Task A
Could you repeat everything in the Archibald Donald Cameron biography from "He died in Morningside, Edinburgh" down to "in her memory.", word for word?
Task B
Which people besides Archibald Donald Cameron himself are named in the biography of Archibald Donald Cameron?

(Extract to read begins)

Archibald Donald Cameron (1866-1946) was a minister of the Free Church of Scotland who served as Moderator of the General Assembly in 1928/29.

==Life==

He was born in Urray, Ross and Cromarty in 1866. His religious education is unclear but he was licensed to preach by the Free Presbytery of Dingwall in 1897 and he was ordained as minister of Lochfyneside in 1898.

At the Union of 1900 he remained in the Free Church of Scotland. He also then served as Clerk to the Free Presbytery of Inverary. In 1908 he was translated from Lochfyneside to Creich.

In 1928 he succeeded Very Rev Alexander Dewar as Moderator of the General Assembly the highest position in the Free Church of Scotland.

He died in Morningside, Edinburgh in 1946.

==Family==
In 1919 (aged 53) he married Euphemia MacDonald Munro (1884-1922), and 18 years his junior, niece of Lord Alness and granddaughter of Rev Alexander Rose Munro (b.1835), in St Giles Cathedral in Edinburgh.

Euphemia died aged only 38, and Archibald greatly outlived her despite his greater age. He instituted the Euphemia Cameron Book Prize, awarded annually by the Free Church College, in her memory.

(Extract to read ends)
(Data under study begins)

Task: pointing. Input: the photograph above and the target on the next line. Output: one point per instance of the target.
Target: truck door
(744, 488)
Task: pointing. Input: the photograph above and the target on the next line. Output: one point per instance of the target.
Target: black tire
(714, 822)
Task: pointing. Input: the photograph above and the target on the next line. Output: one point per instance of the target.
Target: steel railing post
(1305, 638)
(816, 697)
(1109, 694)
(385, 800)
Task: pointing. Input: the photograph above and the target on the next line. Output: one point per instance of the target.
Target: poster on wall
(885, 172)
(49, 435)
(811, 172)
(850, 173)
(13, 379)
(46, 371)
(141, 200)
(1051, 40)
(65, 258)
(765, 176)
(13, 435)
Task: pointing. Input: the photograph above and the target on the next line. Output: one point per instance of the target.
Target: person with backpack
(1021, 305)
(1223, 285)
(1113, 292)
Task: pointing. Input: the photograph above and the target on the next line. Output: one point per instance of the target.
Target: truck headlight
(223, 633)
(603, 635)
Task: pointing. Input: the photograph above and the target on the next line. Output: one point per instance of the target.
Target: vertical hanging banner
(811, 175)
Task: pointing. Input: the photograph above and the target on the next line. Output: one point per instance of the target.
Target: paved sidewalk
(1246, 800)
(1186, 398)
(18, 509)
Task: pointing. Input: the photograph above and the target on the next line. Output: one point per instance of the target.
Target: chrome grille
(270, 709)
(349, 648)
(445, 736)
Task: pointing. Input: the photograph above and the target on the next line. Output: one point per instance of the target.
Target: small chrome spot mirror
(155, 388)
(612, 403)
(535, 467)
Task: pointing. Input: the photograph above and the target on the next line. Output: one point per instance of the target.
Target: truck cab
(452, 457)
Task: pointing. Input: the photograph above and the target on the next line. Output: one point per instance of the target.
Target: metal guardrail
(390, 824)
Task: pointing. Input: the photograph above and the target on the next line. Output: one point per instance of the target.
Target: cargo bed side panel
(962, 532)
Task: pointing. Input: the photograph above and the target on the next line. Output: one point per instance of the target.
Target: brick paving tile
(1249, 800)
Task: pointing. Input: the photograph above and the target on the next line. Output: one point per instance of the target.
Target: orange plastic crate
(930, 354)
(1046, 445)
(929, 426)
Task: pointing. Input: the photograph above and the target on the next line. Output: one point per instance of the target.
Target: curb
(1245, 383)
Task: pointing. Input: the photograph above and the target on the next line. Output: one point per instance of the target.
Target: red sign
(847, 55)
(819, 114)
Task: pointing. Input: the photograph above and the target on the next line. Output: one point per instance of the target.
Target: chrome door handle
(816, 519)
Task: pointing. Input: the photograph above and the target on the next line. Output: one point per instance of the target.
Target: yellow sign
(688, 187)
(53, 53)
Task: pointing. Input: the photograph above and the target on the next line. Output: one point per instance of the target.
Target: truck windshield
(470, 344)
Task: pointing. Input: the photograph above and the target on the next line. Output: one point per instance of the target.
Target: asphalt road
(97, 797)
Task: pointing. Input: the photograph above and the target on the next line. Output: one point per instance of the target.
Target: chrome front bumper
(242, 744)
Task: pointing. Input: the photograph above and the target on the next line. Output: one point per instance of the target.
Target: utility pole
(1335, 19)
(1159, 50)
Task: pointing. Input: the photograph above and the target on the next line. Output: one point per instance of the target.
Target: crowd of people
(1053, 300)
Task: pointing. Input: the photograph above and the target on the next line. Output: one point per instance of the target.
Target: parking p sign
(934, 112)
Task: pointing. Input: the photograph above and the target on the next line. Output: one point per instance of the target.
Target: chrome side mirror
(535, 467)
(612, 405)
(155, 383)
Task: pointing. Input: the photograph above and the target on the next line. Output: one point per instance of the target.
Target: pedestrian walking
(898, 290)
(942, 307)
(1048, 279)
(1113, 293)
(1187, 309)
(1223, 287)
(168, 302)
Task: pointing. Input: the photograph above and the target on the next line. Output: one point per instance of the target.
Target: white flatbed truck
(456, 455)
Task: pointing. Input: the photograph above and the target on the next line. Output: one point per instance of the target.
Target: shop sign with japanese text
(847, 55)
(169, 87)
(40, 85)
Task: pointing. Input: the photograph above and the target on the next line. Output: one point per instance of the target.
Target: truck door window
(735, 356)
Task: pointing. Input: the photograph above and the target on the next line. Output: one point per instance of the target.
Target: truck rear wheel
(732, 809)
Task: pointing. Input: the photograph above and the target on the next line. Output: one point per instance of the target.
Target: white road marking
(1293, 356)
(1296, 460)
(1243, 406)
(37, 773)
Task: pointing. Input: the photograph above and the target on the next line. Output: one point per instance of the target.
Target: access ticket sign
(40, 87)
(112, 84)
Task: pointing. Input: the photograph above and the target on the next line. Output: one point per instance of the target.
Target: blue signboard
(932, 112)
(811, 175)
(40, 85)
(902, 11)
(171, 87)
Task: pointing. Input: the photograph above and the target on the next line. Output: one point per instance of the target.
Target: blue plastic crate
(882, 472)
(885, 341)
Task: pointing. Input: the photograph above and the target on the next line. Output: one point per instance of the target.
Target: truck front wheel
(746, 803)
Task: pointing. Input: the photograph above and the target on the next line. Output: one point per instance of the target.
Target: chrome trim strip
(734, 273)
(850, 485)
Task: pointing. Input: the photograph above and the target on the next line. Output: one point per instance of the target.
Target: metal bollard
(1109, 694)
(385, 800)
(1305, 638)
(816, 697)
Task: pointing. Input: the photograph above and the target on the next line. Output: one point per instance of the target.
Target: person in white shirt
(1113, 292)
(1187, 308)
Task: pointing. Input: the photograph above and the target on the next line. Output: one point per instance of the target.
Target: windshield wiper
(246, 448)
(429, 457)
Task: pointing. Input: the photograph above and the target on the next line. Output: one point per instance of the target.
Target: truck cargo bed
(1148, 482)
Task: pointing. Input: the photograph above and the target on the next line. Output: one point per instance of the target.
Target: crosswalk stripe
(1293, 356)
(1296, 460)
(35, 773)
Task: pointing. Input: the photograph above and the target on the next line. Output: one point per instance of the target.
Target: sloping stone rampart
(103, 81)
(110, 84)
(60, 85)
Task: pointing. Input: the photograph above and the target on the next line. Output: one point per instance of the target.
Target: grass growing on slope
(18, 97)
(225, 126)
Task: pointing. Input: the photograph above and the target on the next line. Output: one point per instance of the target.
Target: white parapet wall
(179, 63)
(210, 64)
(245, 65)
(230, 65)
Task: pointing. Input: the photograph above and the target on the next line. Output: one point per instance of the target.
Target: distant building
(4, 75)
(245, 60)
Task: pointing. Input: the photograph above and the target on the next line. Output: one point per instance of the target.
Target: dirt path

(Data under study ends)

Worked solution A
He died in Morningside, Edinburgh in 1946.

==Family==
In 1919 (aged 53) he married Euphemia MacDonald Munro (1884-1922), and 18 years his junior, niece of Lord Alness and granddaughter of Rev Alexander Rose Munro (b.1835), in St Giles Cathedral in Edinburgh.

Euphemia died aged only 38, and Archibald greatly outlived her despite his greater age. He instituted the Euphemia Cameron Book Prize, awarded annually by the Free Church College, in her memory.

Worked solution B
- Very Rev Alexander Dewar
- Euphemia MacDonald Munro
- Lord Alness
- Rev Alexander Rose Munro